### THE REQUEST
Extract every line from the items below that contains the string "branch". Treat uppercase and lowercase as different.
--- START RECORD EXCERPTS ---
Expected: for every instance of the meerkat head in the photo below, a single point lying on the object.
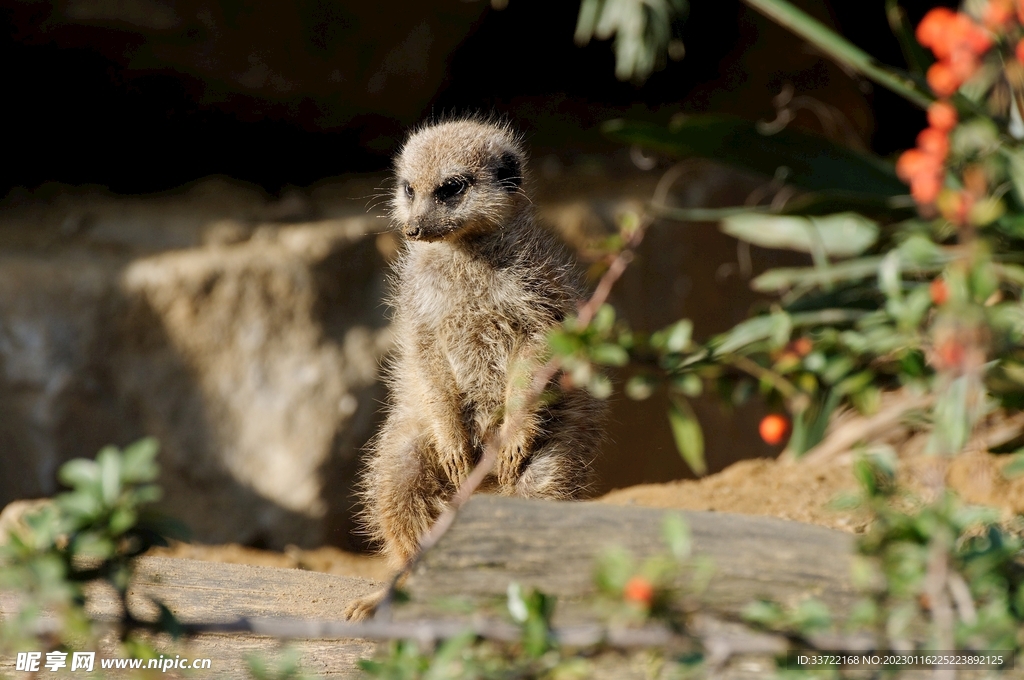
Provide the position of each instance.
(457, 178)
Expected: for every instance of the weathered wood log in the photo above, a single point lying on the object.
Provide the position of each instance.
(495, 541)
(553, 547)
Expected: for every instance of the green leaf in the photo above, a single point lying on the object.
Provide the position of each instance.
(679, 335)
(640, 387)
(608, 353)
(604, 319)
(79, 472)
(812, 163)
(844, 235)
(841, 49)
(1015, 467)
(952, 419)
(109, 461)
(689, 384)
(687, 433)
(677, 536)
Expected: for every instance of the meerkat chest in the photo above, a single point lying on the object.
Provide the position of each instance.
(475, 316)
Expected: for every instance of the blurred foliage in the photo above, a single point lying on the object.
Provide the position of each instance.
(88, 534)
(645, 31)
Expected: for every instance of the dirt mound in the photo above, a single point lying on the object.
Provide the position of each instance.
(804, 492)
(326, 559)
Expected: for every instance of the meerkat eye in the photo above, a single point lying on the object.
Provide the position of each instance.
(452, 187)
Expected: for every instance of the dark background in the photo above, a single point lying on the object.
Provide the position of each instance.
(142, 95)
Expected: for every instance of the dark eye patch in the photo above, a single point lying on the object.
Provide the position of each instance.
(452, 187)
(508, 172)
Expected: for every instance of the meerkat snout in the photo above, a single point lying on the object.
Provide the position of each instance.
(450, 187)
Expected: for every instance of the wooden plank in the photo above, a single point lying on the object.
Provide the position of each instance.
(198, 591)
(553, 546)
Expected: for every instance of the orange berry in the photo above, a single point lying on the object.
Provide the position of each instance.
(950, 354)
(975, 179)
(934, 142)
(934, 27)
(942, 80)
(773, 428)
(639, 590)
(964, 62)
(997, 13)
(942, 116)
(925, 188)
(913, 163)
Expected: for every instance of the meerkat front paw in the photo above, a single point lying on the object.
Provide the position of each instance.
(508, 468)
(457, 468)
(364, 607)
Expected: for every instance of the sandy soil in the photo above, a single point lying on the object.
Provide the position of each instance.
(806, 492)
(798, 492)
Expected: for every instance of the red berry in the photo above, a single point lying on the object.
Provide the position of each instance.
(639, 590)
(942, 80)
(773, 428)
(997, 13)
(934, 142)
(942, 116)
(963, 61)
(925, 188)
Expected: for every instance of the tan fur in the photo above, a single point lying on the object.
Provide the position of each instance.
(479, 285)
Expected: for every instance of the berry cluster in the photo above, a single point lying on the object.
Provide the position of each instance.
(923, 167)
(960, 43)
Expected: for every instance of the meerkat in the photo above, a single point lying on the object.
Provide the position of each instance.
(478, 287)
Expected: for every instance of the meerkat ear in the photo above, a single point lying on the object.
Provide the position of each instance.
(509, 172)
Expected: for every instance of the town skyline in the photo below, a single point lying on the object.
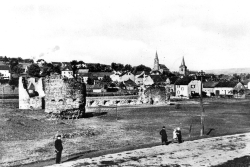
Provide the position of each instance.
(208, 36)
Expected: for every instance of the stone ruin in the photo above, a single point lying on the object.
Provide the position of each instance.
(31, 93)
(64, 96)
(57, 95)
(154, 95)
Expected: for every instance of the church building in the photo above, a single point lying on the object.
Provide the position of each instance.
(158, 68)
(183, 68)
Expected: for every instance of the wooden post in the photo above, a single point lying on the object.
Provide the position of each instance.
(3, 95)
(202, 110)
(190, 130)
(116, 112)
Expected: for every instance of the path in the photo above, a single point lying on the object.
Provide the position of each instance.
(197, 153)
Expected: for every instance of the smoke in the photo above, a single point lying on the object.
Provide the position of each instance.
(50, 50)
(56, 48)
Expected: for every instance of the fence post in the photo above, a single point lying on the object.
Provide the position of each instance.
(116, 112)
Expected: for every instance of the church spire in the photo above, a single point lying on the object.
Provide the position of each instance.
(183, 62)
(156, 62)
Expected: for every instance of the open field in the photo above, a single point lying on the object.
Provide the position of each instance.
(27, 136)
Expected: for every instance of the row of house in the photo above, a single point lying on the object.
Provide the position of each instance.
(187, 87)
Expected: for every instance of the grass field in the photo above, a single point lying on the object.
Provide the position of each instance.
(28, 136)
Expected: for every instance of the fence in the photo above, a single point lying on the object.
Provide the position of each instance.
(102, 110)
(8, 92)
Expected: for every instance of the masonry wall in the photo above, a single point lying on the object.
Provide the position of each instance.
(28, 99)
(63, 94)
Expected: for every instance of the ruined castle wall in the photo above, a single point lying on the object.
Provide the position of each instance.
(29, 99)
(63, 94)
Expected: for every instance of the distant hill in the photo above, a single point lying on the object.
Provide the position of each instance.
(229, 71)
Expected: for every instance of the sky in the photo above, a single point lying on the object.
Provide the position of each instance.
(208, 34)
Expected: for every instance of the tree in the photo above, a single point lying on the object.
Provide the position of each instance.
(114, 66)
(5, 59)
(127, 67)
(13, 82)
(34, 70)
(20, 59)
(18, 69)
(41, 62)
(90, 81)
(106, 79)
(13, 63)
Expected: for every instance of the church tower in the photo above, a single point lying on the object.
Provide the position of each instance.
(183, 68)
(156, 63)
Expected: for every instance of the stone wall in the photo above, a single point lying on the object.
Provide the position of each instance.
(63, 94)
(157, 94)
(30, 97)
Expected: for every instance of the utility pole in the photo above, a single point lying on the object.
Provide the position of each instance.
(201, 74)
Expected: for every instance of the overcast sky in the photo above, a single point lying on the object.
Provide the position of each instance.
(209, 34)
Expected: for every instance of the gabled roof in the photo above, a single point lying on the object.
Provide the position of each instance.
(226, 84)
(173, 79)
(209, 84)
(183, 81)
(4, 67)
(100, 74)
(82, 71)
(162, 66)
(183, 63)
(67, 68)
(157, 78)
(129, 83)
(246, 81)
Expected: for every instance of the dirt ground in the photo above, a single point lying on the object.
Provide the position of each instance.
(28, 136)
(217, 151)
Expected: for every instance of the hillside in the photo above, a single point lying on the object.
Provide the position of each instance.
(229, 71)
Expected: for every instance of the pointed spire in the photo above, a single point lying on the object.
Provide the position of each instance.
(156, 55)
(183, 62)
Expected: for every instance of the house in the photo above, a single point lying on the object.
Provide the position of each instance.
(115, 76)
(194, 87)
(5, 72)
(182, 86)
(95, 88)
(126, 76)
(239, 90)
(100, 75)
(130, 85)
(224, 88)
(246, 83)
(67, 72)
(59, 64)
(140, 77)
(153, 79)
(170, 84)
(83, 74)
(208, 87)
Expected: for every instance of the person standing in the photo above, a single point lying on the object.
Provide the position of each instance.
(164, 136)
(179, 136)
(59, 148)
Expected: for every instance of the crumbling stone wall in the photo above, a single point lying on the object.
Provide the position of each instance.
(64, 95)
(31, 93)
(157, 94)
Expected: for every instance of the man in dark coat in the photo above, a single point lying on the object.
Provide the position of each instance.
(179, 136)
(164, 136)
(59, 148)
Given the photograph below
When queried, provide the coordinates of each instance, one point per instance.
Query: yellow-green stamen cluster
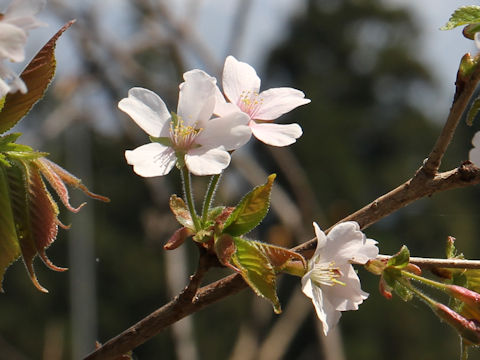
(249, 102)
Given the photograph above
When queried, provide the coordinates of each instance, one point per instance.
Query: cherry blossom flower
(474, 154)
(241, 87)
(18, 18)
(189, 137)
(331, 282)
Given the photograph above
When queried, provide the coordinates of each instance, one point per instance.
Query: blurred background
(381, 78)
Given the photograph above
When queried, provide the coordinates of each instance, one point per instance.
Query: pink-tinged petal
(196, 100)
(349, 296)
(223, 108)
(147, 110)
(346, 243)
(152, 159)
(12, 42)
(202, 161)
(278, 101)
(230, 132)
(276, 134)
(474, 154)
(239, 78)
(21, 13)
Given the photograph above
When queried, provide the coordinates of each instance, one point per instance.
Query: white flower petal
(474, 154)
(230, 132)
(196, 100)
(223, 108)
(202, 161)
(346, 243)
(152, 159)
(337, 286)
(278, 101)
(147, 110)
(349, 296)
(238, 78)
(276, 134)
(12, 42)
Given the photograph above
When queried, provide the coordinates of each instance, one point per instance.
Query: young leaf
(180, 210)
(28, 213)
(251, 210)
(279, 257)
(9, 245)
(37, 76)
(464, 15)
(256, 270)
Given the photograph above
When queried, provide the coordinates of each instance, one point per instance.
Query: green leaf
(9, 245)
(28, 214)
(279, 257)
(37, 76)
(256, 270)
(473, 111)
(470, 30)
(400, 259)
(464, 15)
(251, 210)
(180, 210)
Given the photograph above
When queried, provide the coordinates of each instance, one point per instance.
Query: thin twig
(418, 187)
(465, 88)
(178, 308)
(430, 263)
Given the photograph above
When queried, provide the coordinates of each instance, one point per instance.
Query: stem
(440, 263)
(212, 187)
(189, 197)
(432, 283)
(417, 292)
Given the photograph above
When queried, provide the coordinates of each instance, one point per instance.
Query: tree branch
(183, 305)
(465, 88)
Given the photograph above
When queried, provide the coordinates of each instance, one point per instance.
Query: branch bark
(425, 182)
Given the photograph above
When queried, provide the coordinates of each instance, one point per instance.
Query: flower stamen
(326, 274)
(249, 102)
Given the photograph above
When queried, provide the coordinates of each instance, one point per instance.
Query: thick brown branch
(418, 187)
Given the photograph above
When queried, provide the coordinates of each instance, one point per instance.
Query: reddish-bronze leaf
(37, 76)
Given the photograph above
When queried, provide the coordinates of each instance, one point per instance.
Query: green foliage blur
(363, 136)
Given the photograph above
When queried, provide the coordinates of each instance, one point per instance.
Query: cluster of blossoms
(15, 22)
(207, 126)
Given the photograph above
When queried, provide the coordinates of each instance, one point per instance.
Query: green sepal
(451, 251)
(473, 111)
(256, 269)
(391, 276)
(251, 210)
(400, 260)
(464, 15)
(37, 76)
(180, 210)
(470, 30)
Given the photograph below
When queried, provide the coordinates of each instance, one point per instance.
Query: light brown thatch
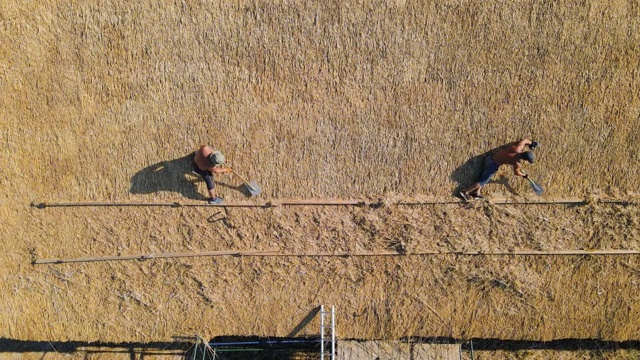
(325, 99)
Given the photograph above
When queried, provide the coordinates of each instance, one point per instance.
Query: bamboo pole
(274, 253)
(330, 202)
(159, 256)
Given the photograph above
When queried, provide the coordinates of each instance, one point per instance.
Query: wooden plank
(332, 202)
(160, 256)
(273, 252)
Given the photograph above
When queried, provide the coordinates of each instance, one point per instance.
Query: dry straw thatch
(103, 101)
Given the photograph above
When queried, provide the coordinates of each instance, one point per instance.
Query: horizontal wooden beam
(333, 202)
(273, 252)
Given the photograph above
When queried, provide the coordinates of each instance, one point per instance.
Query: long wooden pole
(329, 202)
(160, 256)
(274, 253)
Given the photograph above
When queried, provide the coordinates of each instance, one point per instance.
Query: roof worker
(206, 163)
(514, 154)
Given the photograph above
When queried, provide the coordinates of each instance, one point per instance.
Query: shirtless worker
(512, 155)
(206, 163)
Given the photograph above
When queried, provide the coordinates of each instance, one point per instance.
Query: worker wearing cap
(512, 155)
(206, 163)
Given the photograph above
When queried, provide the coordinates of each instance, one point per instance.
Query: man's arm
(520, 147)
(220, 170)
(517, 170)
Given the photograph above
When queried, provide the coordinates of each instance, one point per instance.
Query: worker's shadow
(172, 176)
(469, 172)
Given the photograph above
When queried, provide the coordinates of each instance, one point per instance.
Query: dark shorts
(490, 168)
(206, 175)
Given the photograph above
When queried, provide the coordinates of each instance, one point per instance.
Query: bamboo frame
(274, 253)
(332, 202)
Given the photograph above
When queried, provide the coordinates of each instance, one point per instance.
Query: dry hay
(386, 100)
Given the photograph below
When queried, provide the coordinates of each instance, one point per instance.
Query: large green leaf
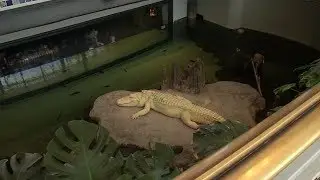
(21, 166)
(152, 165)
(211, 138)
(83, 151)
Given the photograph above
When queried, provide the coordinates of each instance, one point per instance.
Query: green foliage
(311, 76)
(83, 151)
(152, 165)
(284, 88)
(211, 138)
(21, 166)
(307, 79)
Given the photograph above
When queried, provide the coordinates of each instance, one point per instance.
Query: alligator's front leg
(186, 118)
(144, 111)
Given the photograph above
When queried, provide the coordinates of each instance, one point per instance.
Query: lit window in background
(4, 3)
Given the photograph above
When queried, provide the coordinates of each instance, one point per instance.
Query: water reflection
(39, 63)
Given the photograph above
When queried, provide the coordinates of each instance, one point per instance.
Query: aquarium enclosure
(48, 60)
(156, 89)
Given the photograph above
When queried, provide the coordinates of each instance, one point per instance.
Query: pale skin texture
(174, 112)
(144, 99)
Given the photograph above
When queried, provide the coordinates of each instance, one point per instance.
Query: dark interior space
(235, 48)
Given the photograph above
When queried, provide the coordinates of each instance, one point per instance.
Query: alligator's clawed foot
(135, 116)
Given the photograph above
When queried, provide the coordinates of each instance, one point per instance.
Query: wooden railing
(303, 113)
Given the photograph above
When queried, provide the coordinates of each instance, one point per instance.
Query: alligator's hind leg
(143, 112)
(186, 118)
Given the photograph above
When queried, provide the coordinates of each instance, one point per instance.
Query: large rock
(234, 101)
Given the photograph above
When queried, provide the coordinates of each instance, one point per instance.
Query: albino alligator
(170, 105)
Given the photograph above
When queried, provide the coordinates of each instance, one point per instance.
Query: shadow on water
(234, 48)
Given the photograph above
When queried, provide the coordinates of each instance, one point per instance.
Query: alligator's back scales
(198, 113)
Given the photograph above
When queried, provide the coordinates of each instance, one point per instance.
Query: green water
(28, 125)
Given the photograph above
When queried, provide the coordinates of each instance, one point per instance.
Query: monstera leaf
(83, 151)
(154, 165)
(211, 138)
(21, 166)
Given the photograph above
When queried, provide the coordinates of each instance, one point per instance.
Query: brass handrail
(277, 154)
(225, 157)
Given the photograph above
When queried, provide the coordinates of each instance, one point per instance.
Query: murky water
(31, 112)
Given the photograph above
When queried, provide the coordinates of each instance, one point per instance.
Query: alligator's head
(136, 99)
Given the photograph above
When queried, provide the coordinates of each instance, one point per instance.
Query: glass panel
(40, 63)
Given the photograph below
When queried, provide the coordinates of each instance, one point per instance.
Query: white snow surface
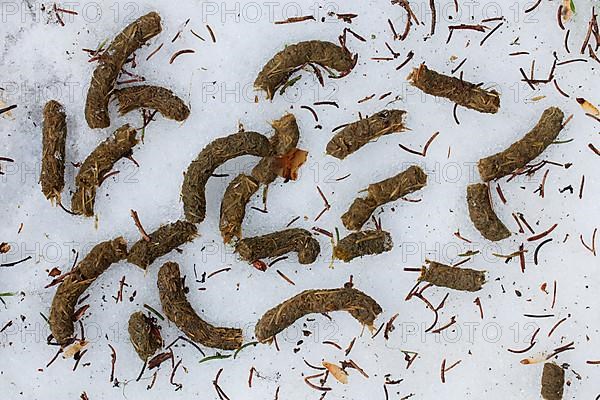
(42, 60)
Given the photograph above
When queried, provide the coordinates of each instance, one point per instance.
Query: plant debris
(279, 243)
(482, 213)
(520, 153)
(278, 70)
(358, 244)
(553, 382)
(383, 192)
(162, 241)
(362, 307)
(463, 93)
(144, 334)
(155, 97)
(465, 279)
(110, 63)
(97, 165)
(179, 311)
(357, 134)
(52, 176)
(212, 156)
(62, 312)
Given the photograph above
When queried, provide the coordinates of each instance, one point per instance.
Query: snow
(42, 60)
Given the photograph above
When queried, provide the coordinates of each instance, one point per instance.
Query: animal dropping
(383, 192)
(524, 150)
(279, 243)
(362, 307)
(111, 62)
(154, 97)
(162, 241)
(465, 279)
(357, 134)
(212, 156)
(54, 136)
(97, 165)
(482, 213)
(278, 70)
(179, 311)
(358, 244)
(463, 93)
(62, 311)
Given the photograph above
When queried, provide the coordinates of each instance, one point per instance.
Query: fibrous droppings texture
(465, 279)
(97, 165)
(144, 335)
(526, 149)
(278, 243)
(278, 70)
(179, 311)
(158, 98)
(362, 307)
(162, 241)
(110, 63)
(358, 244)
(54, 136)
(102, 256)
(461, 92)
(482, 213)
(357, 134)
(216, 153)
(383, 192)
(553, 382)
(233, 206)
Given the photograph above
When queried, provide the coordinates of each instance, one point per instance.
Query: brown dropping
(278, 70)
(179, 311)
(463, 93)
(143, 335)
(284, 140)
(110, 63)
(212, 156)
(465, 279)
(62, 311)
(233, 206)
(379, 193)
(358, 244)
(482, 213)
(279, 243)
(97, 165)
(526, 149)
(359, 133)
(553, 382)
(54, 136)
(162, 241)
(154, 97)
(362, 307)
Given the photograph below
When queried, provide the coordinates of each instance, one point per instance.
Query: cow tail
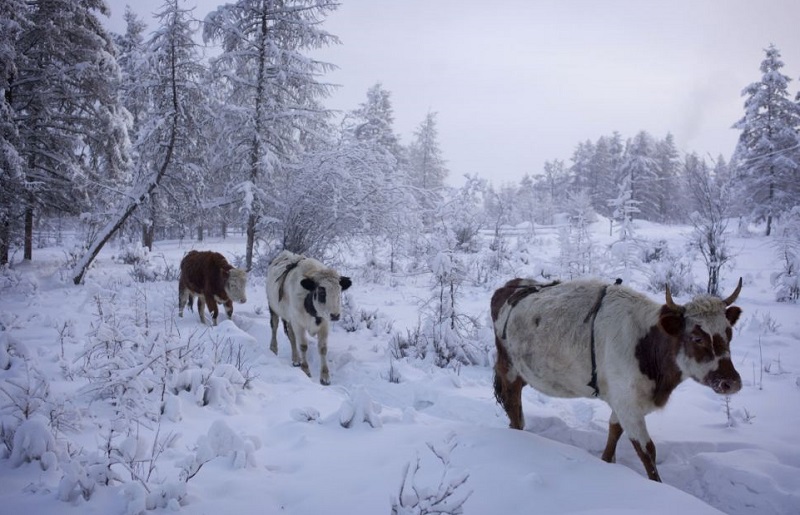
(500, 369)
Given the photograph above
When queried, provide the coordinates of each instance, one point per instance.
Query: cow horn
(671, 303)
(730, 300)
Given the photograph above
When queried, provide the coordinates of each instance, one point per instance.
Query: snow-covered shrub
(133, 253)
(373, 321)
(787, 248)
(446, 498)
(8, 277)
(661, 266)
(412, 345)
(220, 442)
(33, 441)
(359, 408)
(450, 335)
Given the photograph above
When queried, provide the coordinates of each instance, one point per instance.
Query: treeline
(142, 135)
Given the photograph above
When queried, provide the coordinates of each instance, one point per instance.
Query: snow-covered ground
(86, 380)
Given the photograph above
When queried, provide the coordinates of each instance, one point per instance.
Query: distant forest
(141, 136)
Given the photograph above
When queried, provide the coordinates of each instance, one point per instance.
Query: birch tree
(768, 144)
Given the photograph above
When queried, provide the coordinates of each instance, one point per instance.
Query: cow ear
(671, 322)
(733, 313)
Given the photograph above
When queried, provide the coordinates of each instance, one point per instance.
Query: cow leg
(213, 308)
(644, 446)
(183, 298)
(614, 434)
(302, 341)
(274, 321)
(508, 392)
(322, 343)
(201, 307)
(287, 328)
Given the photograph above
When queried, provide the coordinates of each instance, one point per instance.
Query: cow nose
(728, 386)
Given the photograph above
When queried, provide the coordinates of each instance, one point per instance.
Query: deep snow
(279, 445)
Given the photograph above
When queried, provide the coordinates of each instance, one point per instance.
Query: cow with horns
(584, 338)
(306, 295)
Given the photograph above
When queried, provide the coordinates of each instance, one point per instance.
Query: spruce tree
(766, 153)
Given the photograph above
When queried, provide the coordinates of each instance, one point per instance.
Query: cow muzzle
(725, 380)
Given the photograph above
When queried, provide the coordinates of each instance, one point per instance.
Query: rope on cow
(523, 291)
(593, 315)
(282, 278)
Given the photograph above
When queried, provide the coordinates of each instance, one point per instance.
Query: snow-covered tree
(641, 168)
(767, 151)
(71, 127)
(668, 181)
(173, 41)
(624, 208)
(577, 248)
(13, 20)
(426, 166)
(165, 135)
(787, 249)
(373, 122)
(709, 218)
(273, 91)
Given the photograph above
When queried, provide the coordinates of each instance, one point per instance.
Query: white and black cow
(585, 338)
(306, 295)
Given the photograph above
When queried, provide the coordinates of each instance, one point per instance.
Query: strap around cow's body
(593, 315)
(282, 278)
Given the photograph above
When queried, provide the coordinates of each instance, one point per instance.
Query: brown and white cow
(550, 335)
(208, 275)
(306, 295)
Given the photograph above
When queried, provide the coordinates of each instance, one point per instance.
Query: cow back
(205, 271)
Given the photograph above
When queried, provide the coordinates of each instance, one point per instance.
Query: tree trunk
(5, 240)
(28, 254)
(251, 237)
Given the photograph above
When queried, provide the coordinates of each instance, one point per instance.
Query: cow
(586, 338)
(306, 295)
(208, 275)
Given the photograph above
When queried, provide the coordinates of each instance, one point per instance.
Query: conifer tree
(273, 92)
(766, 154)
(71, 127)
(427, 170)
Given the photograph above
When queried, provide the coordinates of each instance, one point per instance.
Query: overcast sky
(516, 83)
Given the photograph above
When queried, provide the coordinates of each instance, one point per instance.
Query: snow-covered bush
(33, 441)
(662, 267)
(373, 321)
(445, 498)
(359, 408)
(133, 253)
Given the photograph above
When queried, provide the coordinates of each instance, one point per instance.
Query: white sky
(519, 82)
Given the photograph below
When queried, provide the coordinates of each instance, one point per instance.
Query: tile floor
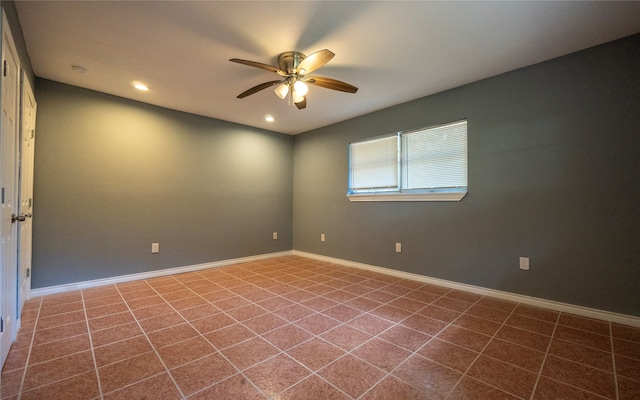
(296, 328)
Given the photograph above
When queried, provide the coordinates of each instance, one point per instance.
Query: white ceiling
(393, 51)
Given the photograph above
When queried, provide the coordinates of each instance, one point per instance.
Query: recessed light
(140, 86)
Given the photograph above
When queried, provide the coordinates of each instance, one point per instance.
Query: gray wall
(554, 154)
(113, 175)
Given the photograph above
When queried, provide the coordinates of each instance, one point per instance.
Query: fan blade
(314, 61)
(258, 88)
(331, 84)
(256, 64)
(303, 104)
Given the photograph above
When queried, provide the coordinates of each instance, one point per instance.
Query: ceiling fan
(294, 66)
--- END RECORD EXCERPTS ---
### CORRECT RESULT
Query: tree branch
Query: branch bark
Query: thick brown branch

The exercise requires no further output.